─── GIVEN RECORDS ───

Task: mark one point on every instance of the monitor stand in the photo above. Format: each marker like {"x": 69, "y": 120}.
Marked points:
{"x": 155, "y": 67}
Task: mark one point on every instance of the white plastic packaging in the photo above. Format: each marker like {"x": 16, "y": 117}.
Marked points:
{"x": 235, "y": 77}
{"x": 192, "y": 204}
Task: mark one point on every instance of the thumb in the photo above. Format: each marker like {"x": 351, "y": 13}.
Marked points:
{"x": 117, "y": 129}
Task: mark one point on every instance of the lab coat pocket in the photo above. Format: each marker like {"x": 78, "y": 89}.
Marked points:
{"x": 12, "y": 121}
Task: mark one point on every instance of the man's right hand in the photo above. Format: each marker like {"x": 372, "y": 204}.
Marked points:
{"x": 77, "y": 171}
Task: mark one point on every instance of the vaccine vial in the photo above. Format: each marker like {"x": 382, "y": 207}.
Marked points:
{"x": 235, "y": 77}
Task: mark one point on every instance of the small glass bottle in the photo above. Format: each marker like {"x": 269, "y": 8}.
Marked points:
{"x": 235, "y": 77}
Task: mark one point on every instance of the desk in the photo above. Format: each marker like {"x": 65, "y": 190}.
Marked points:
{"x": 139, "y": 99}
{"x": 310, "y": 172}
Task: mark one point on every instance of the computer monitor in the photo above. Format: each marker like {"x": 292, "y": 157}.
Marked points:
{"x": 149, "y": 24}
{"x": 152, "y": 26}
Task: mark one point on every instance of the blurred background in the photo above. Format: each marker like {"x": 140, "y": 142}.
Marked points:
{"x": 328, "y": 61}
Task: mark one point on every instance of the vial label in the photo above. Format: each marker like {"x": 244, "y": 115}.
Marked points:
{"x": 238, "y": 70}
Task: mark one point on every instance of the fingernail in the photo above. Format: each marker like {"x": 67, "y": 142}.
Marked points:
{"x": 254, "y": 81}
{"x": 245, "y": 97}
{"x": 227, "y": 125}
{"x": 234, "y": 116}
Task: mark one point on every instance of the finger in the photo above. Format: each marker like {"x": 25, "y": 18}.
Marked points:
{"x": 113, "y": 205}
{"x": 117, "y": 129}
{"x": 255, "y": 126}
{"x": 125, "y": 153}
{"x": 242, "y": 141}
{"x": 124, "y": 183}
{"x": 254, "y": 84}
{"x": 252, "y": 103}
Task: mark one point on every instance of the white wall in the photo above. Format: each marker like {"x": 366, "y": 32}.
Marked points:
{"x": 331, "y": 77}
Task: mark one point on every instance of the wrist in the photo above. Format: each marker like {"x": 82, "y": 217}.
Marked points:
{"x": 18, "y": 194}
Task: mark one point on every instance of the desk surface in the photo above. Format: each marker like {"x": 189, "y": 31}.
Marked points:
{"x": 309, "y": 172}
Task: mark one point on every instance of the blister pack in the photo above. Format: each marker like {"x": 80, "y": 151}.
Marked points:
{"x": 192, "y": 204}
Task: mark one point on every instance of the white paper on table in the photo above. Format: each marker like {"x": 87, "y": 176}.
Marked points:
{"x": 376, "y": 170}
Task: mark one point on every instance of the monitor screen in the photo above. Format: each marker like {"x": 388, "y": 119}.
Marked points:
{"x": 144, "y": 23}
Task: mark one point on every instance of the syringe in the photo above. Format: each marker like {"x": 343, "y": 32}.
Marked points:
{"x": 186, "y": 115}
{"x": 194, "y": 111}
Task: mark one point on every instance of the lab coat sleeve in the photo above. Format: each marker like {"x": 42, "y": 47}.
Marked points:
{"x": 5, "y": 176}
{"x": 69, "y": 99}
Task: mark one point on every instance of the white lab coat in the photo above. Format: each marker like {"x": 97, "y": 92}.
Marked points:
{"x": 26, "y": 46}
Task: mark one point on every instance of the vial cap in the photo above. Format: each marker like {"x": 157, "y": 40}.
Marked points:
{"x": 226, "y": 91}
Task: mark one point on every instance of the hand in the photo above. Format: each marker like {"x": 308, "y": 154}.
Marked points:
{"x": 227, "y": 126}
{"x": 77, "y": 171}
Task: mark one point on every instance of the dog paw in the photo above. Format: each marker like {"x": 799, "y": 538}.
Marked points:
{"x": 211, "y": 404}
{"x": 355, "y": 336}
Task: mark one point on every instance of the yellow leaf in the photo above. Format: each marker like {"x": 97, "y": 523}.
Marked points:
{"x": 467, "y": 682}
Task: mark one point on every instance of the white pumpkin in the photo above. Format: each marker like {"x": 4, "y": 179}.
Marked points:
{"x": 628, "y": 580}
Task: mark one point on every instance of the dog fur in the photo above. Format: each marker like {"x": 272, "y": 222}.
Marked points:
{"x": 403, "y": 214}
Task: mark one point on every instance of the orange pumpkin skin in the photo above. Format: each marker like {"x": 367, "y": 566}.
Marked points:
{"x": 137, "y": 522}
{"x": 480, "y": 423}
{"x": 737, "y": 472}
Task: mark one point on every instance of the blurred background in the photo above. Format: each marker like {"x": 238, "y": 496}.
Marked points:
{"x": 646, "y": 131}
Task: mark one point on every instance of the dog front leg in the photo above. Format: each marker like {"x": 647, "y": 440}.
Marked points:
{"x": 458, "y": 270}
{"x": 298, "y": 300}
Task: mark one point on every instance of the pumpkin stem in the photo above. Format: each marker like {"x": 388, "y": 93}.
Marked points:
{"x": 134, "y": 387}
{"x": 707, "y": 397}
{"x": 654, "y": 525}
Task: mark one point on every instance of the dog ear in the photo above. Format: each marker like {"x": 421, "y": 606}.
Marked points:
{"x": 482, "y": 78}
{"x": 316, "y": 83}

───

REQUEST:
Copy out all of the records above without changing a single character.

SOLUTION TO THE EXERCISE:
Task: mark one point on every instance of the monitor stand in the photo above. Format: each marker like {"x": 69, "y": 120}.
Marked points:
{"x": 155, "y": 67}
Task: mark one point on every instance of the white plastic packaging in the photo above. Format: each marker like {"x": 16, "y": 117}.
Marked points:
{"x": 235, "y": 77}
{"x": 192, "y": 204}
Task: mark one point on every instance of the thumb in the photo above. Format: each marker like {"x": 351, "y": 13}.
Marked points:
{"x": 117, "y": 129}
Task: mark one point on every instance of the lab coat pocket in the photo above. Format: each marker like {"x": 78, "y": 89}.
Marked points:
{"x": 12, "y": 121}
Task: mark one point on every instance of the man's right hand in the photo above. Format: each marker like {"x": 372, "y": 204}.
Marked points:
{"x": 77, "y": 171}
Task: mark one point on every instance of the vaccine vial in the photo above. Format: each marker like {"x": 382, "y": 207}.
Marked points:
{"x": 235, "y": 77}
Task: mark one point on every instance of the small glass bottle in the photo above. Format: each marker like {"x": 269, "y": 8}.
Marked points:
{"x": 235, "y": 77}
Task: mark one point on every instance of the desk in the photo above. Format: each marker like {"x": 65, "y": 190}.
Marked points:
{"x": 139, "y": 99}
{"x": 310, "y": 172}
Task: mark one point on every instance of the computer monitor in the photo above. Format: each marker like {"x": 292, "y": 157}.
Marked points:
{"x": 149, "y": 24}
{"x": 152, "y": 26}
Task: mark one point on every instance of the blurred background in the photo above. Format: each marker like {"x": 140, "y": 142}.
Marked points:
{"x": 328, "y": 61}
Task: mark one point on every instance of the vial label in the photo above. Format: each marker like {"x": 244, "y": 115}.
Marked points:
{"x": 238, "y": 70}
Task: mark one point on every instance of the fingernail in the photo above. Format: each marker like {"x": 67, "y": 142}.
Marked points:
{"x": 254, "y": 81}
{"x": 245, "y": 97}
{"x": 227, "y": 125}
{"x": 234, "y": 116}
Task: mark one point on every instance of the finger in the photo above. Format: each marker like {"x": 25, "y": 18}.
Marked points:
{"x": 113, "y": 205}
{"x": 117, "y": 129}
{"x": 255, "y": 126}
{"x": 125, "y": 153}
{"x": 242, "y": 141}
{"x": 124, "y": 183}
{"x": 254, "y": 84}
{"x": 252, "y": 103}
Task: mark one point on every instance of the white wall in the photo above. Format: each marker like {"x": 366, "y": 32}.
Marked points:
{"x": 331, "y": 77}
Task: mark one point on every instance of the wrist in the photo above. Format: each marker like {"x": 82, "y": 217}.
Marked points:
{"x": 18, "y": 194}
Task: mark one point on every instance of the desk surface in the photo above. Format: each marker like {"x": 189, "y": 31}.
Marked points:
{"x": 309, "y": 172}
Task: mark one point on every instance of the blister pack in the photo above. Format: each marker like {"x": 80, "y": 151}.
Marked points:
{"x": 192, "y": 204}
Task: mark one point on every instance of the white paper on table in the photo above. Format: each marker like {"x": 87, "y": 176}.
Marked points:
{"x": 376, "y": 170}
Task: mark one point on every instance of the monitor screen in the photo above. Format: each marker like {"x": 388, "y": 119}.
Marked points:
{"x": 144, "y": 23}
Task: mark one point on every instance of the syringe in the photo above. Format: each marker like {"x": 343, "y": 32}.
Marked points:
{"x": 186, "y": 115}
{"x": 194, "y": 111}
Task: mark one point on every instance of the lab coat sleeve in the photo above. Format: each marker like {"x": 42, "y": 47}.
Marked points:
{"x": 5, "y": 176}
{"x": 69, "y": 99}
Task: mark one point on every instance of the white lab coat in the photo above. Format: each marker like {"x": 97, "y": 92}.
Marked points:
{"x": 26, "y": 46}
Task: mark one point on every instance of the vial cap in the photo above. Format: each marker like {"x": 157, "y": 40}.
Marked points:
{"x": 226, "y": 91}
Task: mark one point on every instance of the hand in the photo above. Format: each marker like {"x": 308, "y": 154}.
Marked points:
{"x": 227, "y": 126}
{"x": 77, "y": 171}
Task: mark one point on every instance of the dog paw in the photo above. Format: each marker like {"x": 799, "y": 538}.
Marked points:
{"x": 211, "y": 404}
{"x": 355, "y": 336}
Task: mark one point on every instance of the yellow leaf in the photo above. Format: each marker like {"x": 97, "y": 523}.
Marked points:
{"x": 467, "y": 682}
Task: mark one point on every instance of the white pumpkin in the photo above. Format: each marker like {"x": 4, "y": 179}.
Marked points:
{"x": 628, "y": 580}
Task: mark one point on every instance of the dog fur in the photo above. Format: each marker like {"x": 272, "y": 222}.
Marked points:
{"x": 403, "y": 214}
Task: mark one point on every instance of the orange pumpkin skin in the photo above. Format: each marker like {"x": 367, "y": 566}.
Marked points:
{"x": 137, "y": 522}
{"x": 480, "y": 423}
{"x": 737, "y": 472}
Task: mark one point on every instance of the blurred background in the photo above. Format: each marker like {"x": 238, "y": 496}.
Marked points:
{"x": 646, "y": 131}
Task: mark one point on every instance of the dog front leg in the photo above. Format: each marker like {"x": 647, "y": 440}.
Marked points:
{"x": 458, "y": 270}
{"x": 298, "y": 300}
Task: mark one point on every instance of the pumpkin stem in the photo above. Format: each marker like {"x": 388, "y": 93}.
Marked points:
{"x": 134, "y": 387}
{"x": 707, "y": 397}
{"x": 654, "y": 525}
Task: mark one point on every instance of the dog ear in the photo above. Format: each marker like {"x": 421, "y": 606}.
Marked points:
{"x": 482, "y": 78}
{"x": 316, "y": 83}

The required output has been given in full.